Task list:
1. List every month named in the text about the series' commission and production.
2. According to the text about the series' production, how many episodes did the ABC order?
3. Extend the text about the series' commission and production, starting after its final line.

Document text:
-----

The series' commission was announced in April 2020, entered pre-production by October, with the casting announced that November; six episodes were ordered by the ABC, despite the series being originally developed for eight.

"I was just really lucky that I was working with the actors in particular and the director, Emma Freeman, who was a huge part of the storytelling of this show. We were all really attracted by the idea of showing a love and a kinship that didn't entirely fit into any particular box. In some ways, they're [Dale and Helen] a brilliant team; and in some ways, they're made for each other, but there are core things about them that mean they don't fit into a conventional box. There are innate aspects of their personalities that mean they're wonderful together but also that they can't ever be the conventional couple the world wants them to be. We just love sitting in that space."
— —Michael Lucas, speaking about the dominant plotting of the series and the framing it sits within, and how working with director Freeman helped develop this.

-----

Data records:
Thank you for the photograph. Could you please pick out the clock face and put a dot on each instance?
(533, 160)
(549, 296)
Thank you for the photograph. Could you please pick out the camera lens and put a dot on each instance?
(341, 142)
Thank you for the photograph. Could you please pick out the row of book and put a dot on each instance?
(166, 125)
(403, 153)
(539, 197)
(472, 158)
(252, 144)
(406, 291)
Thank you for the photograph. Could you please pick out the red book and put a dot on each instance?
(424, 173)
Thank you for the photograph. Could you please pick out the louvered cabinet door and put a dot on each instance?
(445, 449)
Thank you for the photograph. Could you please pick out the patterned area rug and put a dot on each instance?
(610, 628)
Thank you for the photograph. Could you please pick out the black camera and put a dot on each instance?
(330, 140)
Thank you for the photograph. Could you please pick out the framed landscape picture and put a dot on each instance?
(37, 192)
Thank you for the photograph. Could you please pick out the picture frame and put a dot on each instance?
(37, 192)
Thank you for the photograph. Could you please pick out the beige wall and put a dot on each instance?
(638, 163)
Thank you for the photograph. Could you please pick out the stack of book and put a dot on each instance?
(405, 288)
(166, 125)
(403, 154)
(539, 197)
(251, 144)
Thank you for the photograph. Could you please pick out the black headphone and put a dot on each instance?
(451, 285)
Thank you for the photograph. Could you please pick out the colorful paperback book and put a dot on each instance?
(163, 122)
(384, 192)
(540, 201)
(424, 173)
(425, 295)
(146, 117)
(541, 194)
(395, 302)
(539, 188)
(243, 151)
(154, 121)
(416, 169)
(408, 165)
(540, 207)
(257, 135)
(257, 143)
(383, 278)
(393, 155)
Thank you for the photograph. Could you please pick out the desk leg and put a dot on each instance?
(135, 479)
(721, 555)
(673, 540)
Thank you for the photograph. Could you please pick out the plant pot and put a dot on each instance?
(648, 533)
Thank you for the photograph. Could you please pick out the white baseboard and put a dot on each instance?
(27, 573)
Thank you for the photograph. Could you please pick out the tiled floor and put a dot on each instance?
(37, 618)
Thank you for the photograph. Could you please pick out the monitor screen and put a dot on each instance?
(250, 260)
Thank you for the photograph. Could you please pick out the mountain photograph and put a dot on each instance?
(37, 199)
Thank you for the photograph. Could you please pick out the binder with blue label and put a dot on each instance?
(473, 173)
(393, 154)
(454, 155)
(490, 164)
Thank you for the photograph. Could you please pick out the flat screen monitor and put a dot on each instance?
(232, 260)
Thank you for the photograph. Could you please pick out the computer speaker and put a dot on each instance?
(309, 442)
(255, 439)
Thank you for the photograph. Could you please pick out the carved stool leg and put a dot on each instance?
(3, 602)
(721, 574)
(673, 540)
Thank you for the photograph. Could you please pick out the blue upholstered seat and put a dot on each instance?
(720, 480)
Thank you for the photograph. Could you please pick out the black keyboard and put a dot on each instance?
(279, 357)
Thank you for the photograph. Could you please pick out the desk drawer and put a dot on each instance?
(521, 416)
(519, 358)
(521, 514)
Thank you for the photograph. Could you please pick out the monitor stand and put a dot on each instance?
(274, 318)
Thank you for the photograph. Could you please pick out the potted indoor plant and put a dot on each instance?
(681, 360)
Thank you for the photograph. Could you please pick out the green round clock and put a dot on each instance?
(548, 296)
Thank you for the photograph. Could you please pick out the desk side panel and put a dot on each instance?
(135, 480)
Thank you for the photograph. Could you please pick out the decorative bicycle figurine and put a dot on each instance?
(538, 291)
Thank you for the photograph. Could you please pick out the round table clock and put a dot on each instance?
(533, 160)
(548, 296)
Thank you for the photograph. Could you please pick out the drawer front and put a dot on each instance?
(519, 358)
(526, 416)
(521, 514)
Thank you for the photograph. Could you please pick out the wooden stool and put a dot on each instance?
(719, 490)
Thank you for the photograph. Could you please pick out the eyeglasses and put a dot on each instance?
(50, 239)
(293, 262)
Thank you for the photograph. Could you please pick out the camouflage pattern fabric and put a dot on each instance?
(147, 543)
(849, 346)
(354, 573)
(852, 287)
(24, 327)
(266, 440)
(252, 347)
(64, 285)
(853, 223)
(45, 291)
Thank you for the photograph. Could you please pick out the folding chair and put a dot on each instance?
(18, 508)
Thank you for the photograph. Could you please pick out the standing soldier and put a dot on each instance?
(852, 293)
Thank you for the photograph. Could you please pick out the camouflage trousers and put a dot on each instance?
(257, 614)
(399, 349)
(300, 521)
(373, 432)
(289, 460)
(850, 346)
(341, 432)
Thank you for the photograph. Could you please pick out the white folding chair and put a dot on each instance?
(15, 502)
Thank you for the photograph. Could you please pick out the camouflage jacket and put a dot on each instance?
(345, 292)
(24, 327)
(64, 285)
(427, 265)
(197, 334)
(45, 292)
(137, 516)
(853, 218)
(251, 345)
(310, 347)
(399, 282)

-----

Task-by-task answers:
1. April, October, November

2. Six episodes.

3.
The series was filmed over 54 shoot days during late 2020 and early 2021, under COVID-19 restrictions. As a result, plans for expansive location filming could not take place, such as being unable to film in Darwin, in the Northern Territory, for the third episode, which is partly set there, and instead restricted to the state of Victoria where the show is otherwise entirely set. Scenes in the episode where Dale and Helen, among other journalists, are camped outside a house they believe Lindy Chamberlain is staying at, were filmed in Mildura, with many local residents having been chosen to portray extras and offered up the exterior of their homes to use for filming; such filming took place in March 2021. The scenes in the episode where the various journalists and cameramen are waiting outside Berrimah Prison for Lindy Chamberlain's release were also filmed in Mildura, with stills during the filming shot by Adrian Chiarella, husband to Lucas. Scenes in the fourth episode depicting the Russell Street bombing were filmed at the site of the bombing itself, Lucas commenting that the filming "shut down an entire city block"; Niki Aken, writer of the fourth episode, played an extra during the scenes in the aftermath of the bombing. Creator Lucas himself cameoed during the second episode, portraying a DJ at Geoff's birthday party; scenes for that were shot over three days, and commented that the experience of cameoing gave him the chance to become more accustomed with the cast. Filming of the News at Six studio was done at the NEP Studios in Southbank, South Melbourne, with the newsroom offices set in a disused chemical warehouse/factory in Brooklyn, west of Melbourne.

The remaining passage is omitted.